§ Region labeling records
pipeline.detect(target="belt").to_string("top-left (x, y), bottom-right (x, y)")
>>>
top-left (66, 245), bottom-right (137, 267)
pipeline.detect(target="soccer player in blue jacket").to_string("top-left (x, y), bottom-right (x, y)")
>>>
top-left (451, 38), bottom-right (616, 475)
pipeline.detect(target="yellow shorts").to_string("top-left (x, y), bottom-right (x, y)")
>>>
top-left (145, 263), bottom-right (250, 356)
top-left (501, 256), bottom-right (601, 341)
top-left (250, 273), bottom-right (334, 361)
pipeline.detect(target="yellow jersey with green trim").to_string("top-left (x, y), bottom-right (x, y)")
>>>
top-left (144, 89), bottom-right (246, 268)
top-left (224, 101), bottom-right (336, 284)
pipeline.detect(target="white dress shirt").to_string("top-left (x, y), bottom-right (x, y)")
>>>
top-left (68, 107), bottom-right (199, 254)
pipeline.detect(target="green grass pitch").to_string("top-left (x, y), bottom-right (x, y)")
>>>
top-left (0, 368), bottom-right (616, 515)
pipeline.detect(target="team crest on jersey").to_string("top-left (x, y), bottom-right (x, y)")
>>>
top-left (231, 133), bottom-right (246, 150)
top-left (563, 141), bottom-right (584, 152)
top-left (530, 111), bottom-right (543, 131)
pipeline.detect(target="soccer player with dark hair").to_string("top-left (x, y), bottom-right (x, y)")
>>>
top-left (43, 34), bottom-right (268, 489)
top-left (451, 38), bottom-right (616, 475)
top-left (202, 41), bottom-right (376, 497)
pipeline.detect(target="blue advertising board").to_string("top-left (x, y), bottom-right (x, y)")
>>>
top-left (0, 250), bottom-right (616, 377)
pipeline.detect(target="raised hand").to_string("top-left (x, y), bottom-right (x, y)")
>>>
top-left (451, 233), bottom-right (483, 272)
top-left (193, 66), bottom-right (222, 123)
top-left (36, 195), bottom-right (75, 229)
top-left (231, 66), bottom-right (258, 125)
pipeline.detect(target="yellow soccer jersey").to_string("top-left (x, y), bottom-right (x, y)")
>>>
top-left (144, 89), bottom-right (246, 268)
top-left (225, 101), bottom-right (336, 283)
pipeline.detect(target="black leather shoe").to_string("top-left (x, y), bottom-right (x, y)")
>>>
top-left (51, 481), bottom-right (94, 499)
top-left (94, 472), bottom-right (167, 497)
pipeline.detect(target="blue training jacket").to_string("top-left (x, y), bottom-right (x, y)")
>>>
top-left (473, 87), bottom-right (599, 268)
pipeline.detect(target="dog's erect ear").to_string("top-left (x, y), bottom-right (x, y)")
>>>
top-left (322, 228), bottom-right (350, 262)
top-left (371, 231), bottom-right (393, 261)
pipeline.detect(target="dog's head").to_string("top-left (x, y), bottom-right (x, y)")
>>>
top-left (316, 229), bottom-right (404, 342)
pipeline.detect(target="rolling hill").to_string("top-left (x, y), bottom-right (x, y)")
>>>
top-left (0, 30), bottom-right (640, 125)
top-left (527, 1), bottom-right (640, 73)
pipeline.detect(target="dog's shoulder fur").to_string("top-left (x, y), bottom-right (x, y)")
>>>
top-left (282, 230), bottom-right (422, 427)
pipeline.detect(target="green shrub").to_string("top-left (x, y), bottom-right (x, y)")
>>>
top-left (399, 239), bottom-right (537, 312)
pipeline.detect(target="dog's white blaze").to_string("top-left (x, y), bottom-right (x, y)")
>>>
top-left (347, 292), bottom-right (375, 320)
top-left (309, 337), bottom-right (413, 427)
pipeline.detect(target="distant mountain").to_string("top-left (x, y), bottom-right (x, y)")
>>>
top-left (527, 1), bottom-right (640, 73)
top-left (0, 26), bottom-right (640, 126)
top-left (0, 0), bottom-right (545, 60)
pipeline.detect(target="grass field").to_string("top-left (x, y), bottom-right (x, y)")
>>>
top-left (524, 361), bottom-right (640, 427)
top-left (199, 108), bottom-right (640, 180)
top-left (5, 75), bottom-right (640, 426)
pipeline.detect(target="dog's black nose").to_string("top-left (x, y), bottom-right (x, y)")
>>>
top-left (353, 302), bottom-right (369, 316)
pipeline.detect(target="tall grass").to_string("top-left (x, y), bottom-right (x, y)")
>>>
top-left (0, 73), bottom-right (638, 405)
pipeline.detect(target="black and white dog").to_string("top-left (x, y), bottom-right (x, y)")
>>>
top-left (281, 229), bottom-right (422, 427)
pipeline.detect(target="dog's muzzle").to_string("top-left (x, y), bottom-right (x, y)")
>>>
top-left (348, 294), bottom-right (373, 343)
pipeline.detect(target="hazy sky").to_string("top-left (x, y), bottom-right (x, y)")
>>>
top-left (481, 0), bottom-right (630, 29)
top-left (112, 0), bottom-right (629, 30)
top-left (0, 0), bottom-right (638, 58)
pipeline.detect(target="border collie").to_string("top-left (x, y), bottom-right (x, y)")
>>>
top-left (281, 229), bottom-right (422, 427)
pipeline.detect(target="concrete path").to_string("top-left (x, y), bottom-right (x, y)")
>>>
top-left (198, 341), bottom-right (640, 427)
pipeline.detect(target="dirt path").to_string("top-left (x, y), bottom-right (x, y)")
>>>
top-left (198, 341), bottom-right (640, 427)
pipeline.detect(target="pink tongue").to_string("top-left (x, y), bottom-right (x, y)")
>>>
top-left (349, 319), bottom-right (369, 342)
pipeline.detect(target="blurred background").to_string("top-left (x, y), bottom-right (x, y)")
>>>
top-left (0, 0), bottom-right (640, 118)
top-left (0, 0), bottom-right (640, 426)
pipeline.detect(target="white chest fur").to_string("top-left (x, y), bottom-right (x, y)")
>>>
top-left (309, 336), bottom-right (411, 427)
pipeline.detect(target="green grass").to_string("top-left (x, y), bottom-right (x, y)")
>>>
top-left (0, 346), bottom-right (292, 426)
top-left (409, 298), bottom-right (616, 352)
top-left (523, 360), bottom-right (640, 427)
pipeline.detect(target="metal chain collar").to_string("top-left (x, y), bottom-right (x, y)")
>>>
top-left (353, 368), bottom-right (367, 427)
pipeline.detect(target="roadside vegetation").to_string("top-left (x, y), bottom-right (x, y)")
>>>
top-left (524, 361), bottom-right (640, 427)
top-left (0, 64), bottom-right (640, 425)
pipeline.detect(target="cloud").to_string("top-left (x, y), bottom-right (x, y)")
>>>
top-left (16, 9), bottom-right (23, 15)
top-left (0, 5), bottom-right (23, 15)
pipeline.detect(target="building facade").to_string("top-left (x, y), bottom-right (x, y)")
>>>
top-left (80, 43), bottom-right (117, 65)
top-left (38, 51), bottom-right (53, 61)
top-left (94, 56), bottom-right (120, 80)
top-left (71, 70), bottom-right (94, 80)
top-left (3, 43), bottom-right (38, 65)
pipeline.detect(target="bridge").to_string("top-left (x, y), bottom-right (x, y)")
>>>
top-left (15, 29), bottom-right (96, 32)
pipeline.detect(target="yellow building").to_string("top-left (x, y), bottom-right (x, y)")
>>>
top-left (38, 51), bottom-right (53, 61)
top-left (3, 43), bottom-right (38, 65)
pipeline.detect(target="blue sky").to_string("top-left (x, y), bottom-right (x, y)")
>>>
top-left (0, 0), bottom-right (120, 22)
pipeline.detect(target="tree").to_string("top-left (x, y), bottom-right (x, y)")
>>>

§ EXERCISE GOAL
Rewrite the material from its start through the line with "top-left (250, 273), bottom-right (334, 361)", both ends included, renaming "yellow shorts" to "gold shorts" and leaving everything else unchanged.

§ OUTPUT FOR THIS TASK
pipeline.detect(target="belt").to_string("top-left (x, y), bottom-right (x, y)")
>>>
top-left (66, 245), bottom-right (137, 267)
pipeline.detect(target="soccer player in blue jacket").to_string("top-left (x, y), bottom-right (x, y)")
>>>
top-left (451, 38), bottom-right (616, 475)
pipeline.detect(target="gold shorts").to_string("top-left (x, y), bottom-right (x, y)")
>>>
top-left (145, 263), bottom-right (250, 356)
top-left (501, 256), bottom-right (601, 341)
top-left (250, 273), bottom-right (334, 361)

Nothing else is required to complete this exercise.